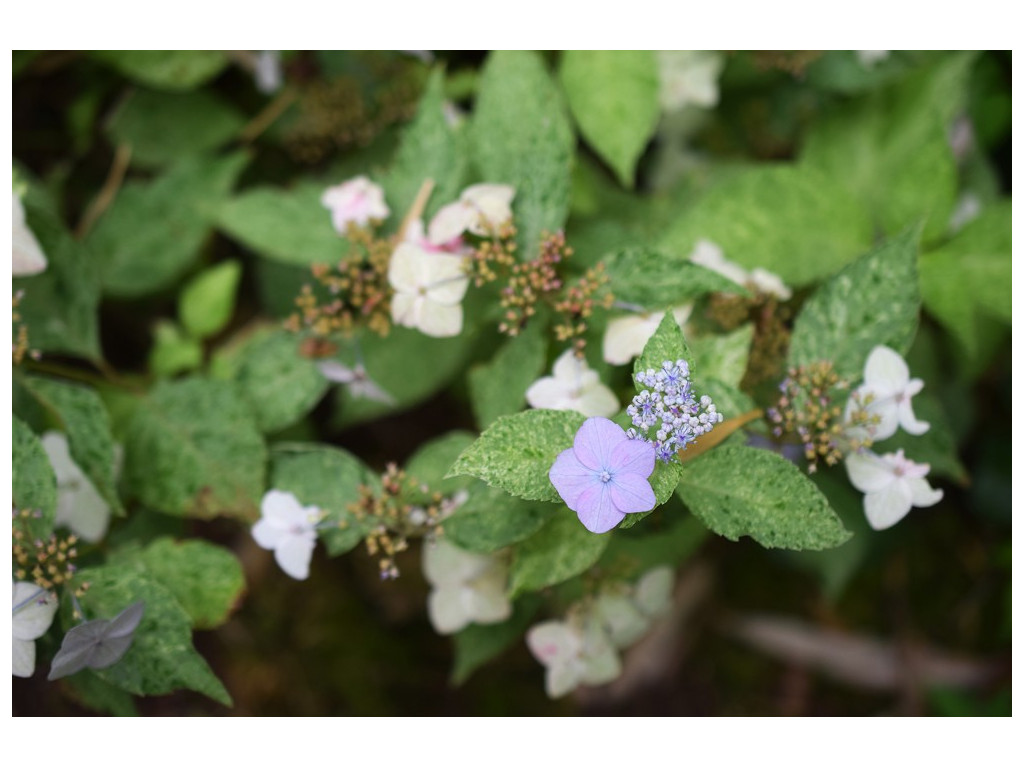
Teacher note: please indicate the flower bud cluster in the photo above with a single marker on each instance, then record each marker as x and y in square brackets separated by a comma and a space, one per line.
[670, 408]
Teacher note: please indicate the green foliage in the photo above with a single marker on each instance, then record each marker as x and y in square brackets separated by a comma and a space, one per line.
[34, 485]
[872, 301]
[499, 387]
[739, 491]
[515, 453]
[206, 580]
[791, 220]
[161, 658]
[207, 301]
[520, 135]
[279, 383]
[557, 552]
[83, 418]
[325, 477]
[162, 128]
[194, 449]
[613, 98]
[178, 210]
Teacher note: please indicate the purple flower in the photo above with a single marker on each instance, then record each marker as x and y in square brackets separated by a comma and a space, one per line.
[604, 475]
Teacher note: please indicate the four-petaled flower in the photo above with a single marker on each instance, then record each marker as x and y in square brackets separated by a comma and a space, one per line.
[481, 210]
[603, 476]
[467, 587]
[572, 386]
[887, 380]
[428, 290]
[892, 484]
[288, 528]
[33, 613]
[357, 201]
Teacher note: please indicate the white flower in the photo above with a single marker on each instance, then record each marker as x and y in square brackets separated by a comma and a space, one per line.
[709, 255]
[29, 257]
[892, 484]
[572, 387]
[481, 209]
[467, 588]
[887, 379]
[33, 613]
[428, 289]
[573, 652]
[357, 201]
[288, 528]
[688, 77]
[80, 507]
[626, 337]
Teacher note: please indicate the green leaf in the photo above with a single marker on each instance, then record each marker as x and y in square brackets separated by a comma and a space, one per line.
[34, 485]
[326, 477]
[205, 579]
[429, 148]
[613, 98]
[286, 225]
[667, 344]
[516, 452]
[499, 387]
[659, 279]
[723, 356]
[971, 275]
[479, 643]
[738, 491]
[60, 305]
[162, 128]
[791, 220]
[491, 519]
[207, 301]
[193, 449]
[872, 301]
[168, 70]
[155, 230]
[279, 383]
[520, 135]
[161, 658]
[83, 418]
[562, 549]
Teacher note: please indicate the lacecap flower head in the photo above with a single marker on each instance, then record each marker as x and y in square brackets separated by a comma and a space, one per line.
[603, 477]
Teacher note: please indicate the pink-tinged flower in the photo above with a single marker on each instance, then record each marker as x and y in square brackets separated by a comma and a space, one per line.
[603, 476]
[891, 484]
[357, 201]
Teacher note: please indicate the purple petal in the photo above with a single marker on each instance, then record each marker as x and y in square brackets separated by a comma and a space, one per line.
[633, 457]
[595, 441]
[632, 493]
[595, 509]
[570, 477]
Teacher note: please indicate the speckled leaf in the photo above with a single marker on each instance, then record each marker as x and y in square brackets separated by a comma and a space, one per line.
[161, 658]
[34, 485]
[82, 416]
[327, 477]
[516, 452]
[613, 97]
[662, 279]
[738, 491]
[499, 387]
[491, 519]
[193, 449]
[280, 384]
[520, 135]
[667, 344]
[794, 221]
[205, 579]
[562, 549]
[872, 301]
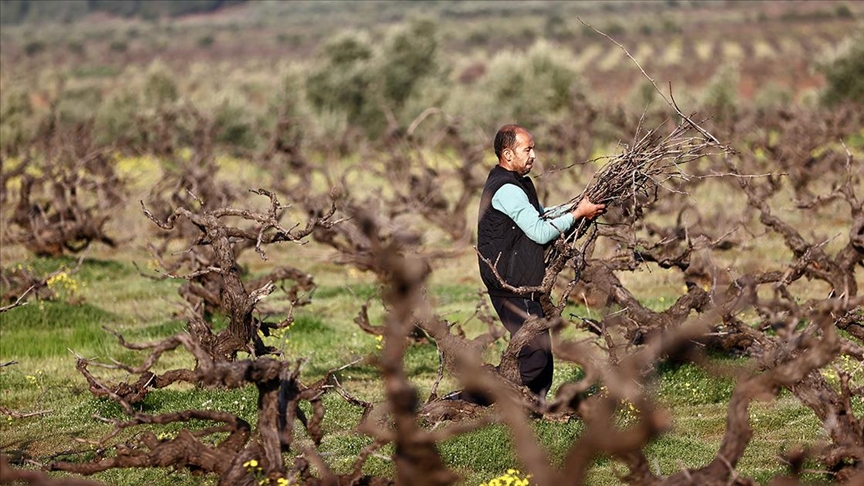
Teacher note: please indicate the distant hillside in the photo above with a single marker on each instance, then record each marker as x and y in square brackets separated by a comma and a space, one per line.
[23, 11]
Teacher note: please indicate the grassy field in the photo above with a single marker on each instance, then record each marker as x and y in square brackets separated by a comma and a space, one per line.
[108, 291]
[242, 66]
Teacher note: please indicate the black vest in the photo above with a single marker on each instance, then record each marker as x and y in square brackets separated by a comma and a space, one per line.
[519, 259]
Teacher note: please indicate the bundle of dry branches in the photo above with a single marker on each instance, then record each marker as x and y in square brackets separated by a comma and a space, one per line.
[647, 165]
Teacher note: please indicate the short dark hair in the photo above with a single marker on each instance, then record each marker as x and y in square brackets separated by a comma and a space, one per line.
[506, 138]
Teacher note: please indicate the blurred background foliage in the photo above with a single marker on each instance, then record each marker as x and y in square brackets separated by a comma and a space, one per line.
[360, 72]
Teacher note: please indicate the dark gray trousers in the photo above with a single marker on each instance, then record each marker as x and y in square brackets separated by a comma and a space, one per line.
[535, 359]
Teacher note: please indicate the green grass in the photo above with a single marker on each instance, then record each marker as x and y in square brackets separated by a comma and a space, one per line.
[110, 292]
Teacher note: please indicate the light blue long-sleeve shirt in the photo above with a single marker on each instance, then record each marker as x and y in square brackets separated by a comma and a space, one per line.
[512, 201]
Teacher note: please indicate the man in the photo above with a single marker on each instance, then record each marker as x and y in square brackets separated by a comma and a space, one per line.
[513, 235]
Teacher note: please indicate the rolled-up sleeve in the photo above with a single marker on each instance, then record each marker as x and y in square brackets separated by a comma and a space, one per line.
[512, 201]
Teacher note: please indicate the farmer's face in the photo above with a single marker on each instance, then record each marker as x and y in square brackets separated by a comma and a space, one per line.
[522, 153]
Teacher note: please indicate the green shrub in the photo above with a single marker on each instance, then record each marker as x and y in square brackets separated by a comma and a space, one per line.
[116, 118]
[233, 126]
[845, 74]
[344, 79]
[79, 105]
[720, 97]
[529, 87]
[160, 88]
[16, 122]
[408, 57]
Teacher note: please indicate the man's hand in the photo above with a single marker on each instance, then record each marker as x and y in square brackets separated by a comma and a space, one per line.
[588, 210]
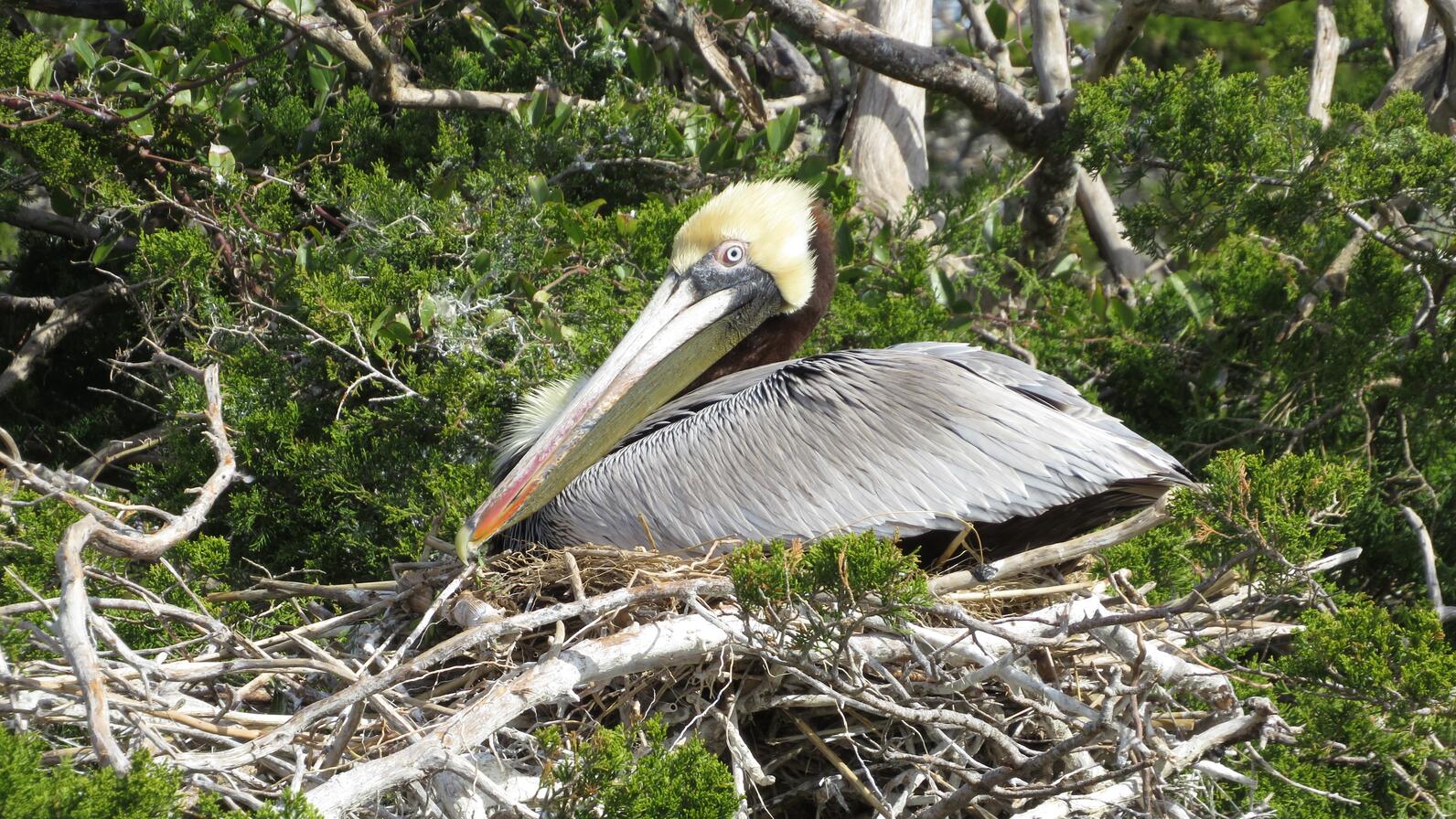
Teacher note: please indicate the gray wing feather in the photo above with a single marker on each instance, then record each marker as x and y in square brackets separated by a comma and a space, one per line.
[903, 440]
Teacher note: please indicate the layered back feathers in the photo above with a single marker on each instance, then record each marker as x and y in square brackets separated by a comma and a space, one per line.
[774, 218]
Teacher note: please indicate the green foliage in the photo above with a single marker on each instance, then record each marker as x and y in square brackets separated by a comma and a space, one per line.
[634, 772]
[820, 592]
[1249, 345]
[1374, 691]
[152, 790]
[1257, 516]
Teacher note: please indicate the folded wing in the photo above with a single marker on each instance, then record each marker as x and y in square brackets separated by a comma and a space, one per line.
[907, 440]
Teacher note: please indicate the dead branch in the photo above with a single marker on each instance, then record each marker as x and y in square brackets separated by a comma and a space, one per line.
[1327, 57]
[1433, 583]
[885, 142]
[1124, 28]
[68, 314]
[1227, 10]
[996, 103]
[361, 48]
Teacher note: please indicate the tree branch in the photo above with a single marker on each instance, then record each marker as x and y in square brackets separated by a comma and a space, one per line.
[995, 103]
[86, 9]
[1433, 583]
[389, 85]
[1121, 32]
[1226, 10]
[1327, 57]
[68, 314]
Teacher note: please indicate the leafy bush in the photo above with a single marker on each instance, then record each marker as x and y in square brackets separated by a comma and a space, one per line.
[609, 777]
[1372, 690]
[152, 790]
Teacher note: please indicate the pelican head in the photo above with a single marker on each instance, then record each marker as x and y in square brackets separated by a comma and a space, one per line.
[742, 260]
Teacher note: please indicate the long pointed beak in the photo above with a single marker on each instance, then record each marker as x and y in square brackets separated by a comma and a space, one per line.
[676, 338]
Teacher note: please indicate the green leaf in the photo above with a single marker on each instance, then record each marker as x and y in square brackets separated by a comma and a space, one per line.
[538, 188]
[220, 159]
[85, 53]
[779, 132]
[1121, 313]
[39, 76]
[142, 127]
[1197, 302]
[642, 61]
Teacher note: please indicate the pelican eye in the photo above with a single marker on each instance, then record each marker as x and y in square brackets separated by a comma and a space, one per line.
[731, 253]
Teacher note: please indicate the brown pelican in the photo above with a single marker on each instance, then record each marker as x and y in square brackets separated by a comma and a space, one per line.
[696, 430]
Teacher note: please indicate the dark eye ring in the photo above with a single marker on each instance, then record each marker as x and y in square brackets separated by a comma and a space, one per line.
[731, 253]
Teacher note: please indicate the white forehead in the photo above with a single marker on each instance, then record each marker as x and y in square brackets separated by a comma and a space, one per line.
[774, 218]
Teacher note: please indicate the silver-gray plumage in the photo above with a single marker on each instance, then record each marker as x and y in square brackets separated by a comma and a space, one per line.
[907, 440]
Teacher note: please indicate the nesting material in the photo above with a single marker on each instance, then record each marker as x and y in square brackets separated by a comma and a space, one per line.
[1034, 693]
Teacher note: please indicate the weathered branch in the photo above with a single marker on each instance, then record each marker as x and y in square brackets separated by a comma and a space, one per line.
[885, 143]
[1121, 32]
[364, 53]
[1433, 583]
[1327, 57]
[1177, 758]
[1226, 10]
[46, 220]
[1107, 229]
[68, 314]
[995, 103]
[634, 651]
[1407, 24]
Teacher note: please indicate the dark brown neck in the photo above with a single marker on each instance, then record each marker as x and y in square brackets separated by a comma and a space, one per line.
[782, 335]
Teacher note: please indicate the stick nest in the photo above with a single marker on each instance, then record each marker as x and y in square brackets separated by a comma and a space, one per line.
[1020, 690]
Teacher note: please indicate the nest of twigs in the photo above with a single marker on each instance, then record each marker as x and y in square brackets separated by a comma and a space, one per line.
[1021, 691]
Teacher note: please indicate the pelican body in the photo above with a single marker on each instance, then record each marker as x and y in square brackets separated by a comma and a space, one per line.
[699, 428]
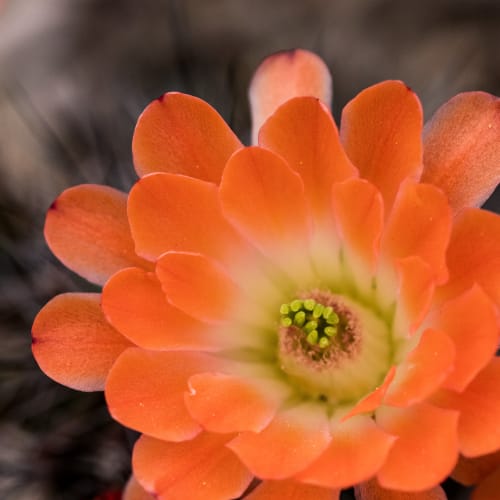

============================================================

*What you should do*
Extract every line of the rows above that contains the word "brown".

*Answer to the task*
Teacher note: please indicate the brown pelican in the photo above with a single marker on each instance, then record each marker as x and y in square brackets separated by a comma and a space, one per line.
Teacher note: please indicate the dark brown neck in the photo above with a single marker on each instance, then record each marker as x and y in square brackets separated by a comma and a space, one per line.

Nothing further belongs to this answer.